Text extract:
Opposites attract as Bell & Trifonov make a characterful and complementary duo

April 5, 2023 at 10:51 am

By Jonathan Blumhofer

Daniil Trifonov and Joshua Bell performed Tuesday night at Symphony Hall for the Celebrity Series. Photo: Robert Torres/CS

Not every chamber event can pack Symphony Hall on a Tuesday night in April. Then again, not every such program consists of violinist Joshua Bell and pianist Daniil Trifonov. The duo’s spring tour, which is intermittently making its way across the United States, arrived in Boston last night, courtesy of the Celebrity Series.

Both artists are bona fide Romantics with all the benefits and pitfalls that entails. Bell, now in his mid-50s, remains one of the most charismatic fiddlers on the scene, though sometimes his performances follow the spirit of the music at the expense of the letter of the score. The danger of the 32-year-old Trifonov’s wizardly way with his instrument, too, is that interpretations sometimes get lost in themselves.

Tuesday night’s big question, then, wasn’t so much whether the pairing would find common interpretive ground in their program of pieces by Ludwig van Beethoven, Sergei Prokofiev, Ernest Bloch, and César Franck. Rather, the more pressing issue was when that might happen and for how long their simpatico might last.

In the end, one needn’t have worried: from at least the middle of Beethoven’s D-major Sonata Op. 12, no. 1, the duo was clearly on the same expressive page. While this earliest of the composer’s ten violin sonatas doesn’t reach as far or dig so deep as subsequent efforts, it’s a piece that brims with assurance and character.

Bell and Trifonov offered those qualities in spades–and, to start, in their own ways. In the first movement, for instance, the violinist imbued his line with sweet, soaring warmth. Meanwhile, Trifonov drew out an understated array of dynamics, articulations, and colors from the involved keyboard part. Exchanges of thematic ideas were collegial and relaxed rather than competitive or aggressive.

Supplied material:

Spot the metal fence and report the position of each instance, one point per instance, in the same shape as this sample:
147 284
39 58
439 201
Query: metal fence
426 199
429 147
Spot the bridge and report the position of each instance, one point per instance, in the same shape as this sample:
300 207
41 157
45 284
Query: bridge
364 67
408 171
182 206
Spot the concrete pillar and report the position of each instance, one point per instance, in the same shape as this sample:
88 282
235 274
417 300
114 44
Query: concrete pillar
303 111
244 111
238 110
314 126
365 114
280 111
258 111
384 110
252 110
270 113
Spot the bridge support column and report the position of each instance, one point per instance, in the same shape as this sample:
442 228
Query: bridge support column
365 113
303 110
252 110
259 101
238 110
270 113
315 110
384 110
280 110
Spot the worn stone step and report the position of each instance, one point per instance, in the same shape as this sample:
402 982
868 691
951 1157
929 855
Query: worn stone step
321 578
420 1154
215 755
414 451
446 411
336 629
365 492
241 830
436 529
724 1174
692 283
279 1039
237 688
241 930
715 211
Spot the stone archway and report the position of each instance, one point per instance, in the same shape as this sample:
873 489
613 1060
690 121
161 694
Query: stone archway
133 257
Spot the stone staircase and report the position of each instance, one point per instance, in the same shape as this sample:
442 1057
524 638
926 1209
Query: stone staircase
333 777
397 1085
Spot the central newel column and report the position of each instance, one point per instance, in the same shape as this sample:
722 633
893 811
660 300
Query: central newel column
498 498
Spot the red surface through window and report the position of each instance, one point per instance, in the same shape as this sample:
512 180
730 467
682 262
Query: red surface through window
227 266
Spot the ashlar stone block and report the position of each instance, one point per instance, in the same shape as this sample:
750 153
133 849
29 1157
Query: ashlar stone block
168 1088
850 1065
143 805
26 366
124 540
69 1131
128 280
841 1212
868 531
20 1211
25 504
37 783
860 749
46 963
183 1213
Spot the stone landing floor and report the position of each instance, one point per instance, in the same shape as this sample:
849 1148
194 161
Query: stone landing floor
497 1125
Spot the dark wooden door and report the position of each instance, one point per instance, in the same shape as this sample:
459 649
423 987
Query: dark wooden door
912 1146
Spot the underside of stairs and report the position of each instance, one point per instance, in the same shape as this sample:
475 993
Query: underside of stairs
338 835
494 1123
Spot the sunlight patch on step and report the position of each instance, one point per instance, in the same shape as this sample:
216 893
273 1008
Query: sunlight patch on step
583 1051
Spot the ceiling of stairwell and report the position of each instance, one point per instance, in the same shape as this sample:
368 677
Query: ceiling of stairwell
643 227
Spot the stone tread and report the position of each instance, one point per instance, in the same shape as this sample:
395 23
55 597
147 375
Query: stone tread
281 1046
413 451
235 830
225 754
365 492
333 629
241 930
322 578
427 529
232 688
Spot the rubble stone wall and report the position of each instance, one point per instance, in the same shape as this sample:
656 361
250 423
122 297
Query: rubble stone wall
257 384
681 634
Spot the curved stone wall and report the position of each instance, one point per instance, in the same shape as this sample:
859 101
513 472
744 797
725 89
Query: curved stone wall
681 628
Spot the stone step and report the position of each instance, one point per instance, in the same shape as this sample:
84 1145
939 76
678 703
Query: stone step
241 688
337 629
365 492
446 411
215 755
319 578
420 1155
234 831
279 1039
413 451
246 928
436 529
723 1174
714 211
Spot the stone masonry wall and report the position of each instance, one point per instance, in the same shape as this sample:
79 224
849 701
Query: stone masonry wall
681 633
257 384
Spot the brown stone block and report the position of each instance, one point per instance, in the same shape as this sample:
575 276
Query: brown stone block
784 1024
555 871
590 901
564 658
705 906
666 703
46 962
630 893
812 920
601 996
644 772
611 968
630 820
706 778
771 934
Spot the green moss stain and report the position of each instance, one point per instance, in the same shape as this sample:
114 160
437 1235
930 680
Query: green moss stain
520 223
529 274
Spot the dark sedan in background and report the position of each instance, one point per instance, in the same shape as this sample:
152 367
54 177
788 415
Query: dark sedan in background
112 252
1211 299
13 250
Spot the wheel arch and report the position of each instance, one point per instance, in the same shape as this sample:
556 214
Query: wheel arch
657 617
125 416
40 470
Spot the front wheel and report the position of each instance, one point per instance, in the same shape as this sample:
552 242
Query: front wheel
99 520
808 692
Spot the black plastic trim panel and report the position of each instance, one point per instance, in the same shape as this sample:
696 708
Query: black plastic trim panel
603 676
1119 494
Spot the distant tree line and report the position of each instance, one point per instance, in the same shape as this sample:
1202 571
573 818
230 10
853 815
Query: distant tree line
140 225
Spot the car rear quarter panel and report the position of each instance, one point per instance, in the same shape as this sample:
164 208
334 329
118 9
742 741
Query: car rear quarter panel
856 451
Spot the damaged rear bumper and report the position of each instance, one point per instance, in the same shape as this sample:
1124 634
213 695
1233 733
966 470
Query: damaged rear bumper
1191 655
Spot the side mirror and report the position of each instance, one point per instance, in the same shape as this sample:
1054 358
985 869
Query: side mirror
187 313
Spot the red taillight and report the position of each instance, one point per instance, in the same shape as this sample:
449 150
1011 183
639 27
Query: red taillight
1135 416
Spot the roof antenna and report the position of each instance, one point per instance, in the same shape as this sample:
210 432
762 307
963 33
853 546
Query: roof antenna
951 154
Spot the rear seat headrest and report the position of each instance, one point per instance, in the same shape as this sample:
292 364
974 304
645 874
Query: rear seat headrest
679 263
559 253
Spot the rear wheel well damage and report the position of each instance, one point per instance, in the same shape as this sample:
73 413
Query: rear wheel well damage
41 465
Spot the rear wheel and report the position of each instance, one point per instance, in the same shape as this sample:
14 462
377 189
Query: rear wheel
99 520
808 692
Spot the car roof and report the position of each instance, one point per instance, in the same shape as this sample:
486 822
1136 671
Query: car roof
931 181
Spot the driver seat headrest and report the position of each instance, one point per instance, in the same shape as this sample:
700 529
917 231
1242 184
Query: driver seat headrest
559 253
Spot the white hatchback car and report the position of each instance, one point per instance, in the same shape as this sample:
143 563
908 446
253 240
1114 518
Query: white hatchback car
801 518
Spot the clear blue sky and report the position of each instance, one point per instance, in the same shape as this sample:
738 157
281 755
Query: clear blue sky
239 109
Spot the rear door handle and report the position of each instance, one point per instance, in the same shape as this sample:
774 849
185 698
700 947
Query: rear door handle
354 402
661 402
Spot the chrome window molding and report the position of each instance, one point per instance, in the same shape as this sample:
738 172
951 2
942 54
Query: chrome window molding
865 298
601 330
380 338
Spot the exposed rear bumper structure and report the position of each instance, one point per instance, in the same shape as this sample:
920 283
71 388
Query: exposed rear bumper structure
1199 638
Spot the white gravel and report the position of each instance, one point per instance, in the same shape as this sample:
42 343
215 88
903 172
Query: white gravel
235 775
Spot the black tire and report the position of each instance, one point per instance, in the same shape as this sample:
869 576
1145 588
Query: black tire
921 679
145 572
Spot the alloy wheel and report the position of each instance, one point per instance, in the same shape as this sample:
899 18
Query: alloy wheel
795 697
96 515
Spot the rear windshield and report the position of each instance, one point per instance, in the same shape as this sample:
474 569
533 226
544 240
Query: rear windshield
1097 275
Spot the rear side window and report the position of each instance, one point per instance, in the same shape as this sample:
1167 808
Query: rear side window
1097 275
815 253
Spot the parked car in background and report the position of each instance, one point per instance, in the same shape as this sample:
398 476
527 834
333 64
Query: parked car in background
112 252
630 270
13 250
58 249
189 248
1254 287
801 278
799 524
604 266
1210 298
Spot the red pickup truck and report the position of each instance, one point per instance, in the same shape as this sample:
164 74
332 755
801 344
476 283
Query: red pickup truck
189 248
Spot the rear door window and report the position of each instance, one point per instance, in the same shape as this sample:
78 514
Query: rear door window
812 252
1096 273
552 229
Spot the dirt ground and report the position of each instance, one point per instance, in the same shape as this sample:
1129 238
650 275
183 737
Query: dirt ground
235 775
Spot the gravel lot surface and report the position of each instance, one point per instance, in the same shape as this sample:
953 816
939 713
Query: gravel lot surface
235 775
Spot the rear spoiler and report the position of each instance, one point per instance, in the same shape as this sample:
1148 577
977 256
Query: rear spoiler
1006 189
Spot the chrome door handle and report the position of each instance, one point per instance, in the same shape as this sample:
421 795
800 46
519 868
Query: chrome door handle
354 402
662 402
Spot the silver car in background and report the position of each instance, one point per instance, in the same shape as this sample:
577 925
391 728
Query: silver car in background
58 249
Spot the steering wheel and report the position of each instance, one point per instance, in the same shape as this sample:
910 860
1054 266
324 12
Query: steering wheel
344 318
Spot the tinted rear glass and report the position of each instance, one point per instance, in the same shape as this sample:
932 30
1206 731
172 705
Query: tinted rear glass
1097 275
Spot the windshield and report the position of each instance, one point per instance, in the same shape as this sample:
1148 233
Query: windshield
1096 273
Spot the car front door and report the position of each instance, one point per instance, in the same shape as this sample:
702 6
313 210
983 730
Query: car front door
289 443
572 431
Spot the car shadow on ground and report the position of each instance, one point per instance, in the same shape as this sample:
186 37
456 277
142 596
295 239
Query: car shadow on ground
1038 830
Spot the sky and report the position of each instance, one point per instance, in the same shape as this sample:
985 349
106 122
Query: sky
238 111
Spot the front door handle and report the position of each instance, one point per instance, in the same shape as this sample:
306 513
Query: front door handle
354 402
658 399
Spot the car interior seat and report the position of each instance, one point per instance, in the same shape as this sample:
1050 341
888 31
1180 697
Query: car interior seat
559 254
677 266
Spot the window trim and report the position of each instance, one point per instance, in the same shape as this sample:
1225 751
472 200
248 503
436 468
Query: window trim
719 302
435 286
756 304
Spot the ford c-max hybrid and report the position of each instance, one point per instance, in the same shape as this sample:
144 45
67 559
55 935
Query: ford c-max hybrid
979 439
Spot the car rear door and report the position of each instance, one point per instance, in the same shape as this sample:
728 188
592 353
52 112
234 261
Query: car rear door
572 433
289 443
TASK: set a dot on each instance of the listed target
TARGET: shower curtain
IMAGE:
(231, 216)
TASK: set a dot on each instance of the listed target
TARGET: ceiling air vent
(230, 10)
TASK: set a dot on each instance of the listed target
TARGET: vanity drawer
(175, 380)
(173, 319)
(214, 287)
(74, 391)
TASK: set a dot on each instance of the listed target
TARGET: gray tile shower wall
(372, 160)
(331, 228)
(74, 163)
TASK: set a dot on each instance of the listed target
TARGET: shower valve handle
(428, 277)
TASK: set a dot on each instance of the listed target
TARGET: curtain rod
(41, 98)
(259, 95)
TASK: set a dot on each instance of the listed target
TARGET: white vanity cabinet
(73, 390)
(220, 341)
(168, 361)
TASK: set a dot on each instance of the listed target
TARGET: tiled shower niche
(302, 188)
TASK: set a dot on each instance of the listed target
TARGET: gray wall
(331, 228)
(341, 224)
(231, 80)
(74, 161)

What needs to be done:
From the concert review, extract word for word the passage starting at "Daniil Trifonov and" and ending at "of the Celebrity Series.".

The solution:
Daniil Trifonov and Joshua Bell performed Tuesday night at Symphony Hall for the Celebrity Series. Photo: Robert Torres/CS

Not every chamber event can pack Symphony Hall on a Tuesday night in April. Then again, not every such program consists of violinist Joshua Bell and pianist Daniil Trifonov. The duo’s spring tour, which is intermittently making its way across the United States, arrived in Boston last night, courtesy of the Celebrity Series.